§ **What is required**: Output the material beneath exactly, leaving nothing out.
[BEGIN Records for the task]
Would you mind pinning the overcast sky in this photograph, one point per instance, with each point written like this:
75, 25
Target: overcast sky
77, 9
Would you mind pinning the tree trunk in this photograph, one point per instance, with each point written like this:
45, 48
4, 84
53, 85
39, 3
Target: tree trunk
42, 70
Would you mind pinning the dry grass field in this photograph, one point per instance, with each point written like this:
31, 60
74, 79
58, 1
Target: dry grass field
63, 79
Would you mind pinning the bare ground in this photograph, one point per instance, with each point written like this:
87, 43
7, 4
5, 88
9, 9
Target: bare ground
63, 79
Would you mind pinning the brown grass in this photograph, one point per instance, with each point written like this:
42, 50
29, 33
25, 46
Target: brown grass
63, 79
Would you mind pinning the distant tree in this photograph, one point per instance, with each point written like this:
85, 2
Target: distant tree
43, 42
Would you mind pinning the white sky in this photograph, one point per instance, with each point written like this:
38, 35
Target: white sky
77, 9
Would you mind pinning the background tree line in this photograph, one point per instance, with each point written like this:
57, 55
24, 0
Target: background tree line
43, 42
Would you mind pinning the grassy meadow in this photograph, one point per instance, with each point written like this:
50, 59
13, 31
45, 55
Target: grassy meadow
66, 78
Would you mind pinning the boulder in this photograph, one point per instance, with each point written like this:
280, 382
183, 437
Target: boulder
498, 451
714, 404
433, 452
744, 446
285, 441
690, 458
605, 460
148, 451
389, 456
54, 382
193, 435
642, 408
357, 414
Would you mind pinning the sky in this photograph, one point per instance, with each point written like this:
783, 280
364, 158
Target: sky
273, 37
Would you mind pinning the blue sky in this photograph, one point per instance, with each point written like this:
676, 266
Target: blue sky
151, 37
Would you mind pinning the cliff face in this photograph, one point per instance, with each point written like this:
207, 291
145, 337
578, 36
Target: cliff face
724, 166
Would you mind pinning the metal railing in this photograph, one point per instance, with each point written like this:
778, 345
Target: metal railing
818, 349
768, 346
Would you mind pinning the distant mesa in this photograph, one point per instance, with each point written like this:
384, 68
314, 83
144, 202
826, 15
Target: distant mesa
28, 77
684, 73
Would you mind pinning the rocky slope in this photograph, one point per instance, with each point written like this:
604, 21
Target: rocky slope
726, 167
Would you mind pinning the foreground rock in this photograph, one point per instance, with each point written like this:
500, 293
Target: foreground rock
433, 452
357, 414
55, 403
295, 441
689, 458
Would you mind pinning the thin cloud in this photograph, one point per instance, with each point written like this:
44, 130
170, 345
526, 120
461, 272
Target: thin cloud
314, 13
[END Records for the task]
§ **The answer**:
Would you mind pinning the overcast sky in this photograph, one point per instance, with each point written like this:
75, 25
Target: overcast sky
77, 9
Would you mind pinning the tree trunk in this photograph, one point per instance, with each point written like this:
45, 48
4, 84
53, 85
39, 3
Target: tree trunk
42, 70
Would you mind pinning the dry grass field in this photograph, one point per instance, with each point written like this:
31, 60
74, 79
58, 1
Target: dry grass field
63, 79
Would you mind pinning the bare ground in this photograph, one point per instance, with each point written like this:
87, 43
7, 4
5, 88
9, 9
Target: bare ground
63, 79
Would you mind pinning the brown grass in this photograph, one point per instance, with each point written like this:
42, 50
29, 33
25, 46
Target: brown grass
63, 79
Would you mind pinning the distant tree in this photograph, one point per instance, with each point written like this:
85, 2
Target: distant tree
43, 42
Would you mind pinning the white sky in this photograph, one point per instance, with each point written like this:
38, 35
Target: white sky
77, 9
Would you mind pinning the background tree line in this photograph, one point per instance, with each point written like this:
57, 55
24, 0
Target: background tree line
43, 42
Would you mind pinning the grassy meadow in this photograph, one point per instance, with each point written like this:
50, 59
13, 31
45, 55
Target: grassy meadow
66, 78
Would you mind pinning the boulder in this photograph, one point per instance, with each point written like this:
280, 382
183, 437
Target: boulder
498, 451
714, 404
433, 452
744, 446
285, 441
690, 458
605, 460
148, 451
389, 456
54, 382
193, 435
642, 408
357, 414
Would you mind pinning the sky in this photograph, one point per instance, with each point written like this:
783, 280
364, 158
Target: sky
273, 37
Would you mind pinning the blue sky in this photograph, one point per instance, with each point written like this:
676, 266
Target: blue sky
151, 37
Would you mind pinning the cliff face in this photograph, one point per instance, with each point written like this:
207, 291
145, 337
578, 36
Target: cliff face
724, 166
Would you mind pinning the metal railing in this photograph, one point per instance, with each point written like this:
778, 345
Target: metal railing
818, 349
768, 346
Would you mind pinning the distant mesa in this photograph, one point per instance, with each point written like this:
384, 68
314, 83
144, 202
826, 15
Target: distant mesa
28, 77
684, 73
Would you mind pinning the rocky slope in this photograph, one point per instance, with each point written like this:
604, 21
Target: rocky slope
726, 167
Would you mind pinning the foreground rock in this photograph, one point per instance, with each point written like this:
500, 293
Target: foreground rock
433, 452
357, 414
55, 403
295, 441
689, 458
Would you mind pinning the thin cloud in this photograph, one point per instance, with each point written like this:
44, 130
170, 345
526, 120
461, 272
Target: thin cloud
314, 13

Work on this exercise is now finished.